> STATED PROBLEM:
Count how many lines of the material below contain the word "blue", and reply with only that number.

> GIVEN ENTRIES:
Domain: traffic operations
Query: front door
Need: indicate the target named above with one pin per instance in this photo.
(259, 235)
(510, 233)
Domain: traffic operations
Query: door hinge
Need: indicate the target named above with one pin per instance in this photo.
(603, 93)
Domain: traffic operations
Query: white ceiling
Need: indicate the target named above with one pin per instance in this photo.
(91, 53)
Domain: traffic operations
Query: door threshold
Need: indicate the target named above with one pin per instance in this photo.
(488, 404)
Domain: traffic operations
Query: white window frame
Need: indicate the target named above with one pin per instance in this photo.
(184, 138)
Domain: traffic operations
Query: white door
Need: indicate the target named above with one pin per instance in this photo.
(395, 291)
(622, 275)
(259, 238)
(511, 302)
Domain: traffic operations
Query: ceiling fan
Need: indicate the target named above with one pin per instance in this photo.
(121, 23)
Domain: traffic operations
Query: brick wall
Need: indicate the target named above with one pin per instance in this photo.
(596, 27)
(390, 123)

--

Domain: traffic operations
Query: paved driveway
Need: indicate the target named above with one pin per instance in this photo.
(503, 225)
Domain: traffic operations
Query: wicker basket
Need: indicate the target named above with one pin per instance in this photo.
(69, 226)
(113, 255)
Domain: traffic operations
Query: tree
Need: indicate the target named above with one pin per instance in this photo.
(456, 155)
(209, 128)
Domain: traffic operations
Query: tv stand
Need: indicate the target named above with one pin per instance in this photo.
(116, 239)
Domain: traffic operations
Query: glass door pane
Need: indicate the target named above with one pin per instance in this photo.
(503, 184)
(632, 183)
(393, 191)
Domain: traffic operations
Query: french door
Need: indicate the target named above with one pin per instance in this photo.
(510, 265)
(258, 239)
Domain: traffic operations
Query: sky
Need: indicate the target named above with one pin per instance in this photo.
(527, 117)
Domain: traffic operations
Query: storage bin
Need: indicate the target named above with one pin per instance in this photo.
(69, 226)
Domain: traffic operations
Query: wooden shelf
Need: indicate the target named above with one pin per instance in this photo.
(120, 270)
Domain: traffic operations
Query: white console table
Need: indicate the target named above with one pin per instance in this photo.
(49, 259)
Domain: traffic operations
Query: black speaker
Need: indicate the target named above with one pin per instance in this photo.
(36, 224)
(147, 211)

* * *

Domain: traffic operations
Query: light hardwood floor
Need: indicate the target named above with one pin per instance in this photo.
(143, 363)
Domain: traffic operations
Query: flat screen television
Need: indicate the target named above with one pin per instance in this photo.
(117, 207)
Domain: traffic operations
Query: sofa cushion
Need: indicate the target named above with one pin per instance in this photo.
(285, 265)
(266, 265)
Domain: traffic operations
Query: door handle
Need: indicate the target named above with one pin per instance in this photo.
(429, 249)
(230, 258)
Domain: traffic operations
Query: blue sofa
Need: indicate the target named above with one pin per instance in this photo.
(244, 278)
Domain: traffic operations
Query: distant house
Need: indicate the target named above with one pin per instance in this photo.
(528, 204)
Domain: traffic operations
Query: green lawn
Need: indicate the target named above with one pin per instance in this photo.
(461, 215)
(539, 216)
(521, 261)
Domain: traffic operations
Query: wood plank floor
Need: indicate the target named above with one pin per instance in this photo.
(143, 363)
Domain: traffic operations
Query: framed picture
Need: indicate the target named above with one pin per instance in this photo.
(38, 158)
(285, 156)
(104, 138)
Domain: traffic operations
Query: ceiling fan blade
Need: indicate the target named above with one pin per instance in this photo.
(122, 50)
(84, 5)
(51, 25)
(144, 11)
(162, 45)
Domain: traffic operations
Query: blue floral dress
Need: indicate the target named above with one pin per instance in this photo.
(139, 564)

> COMPLETE ANSWER:
2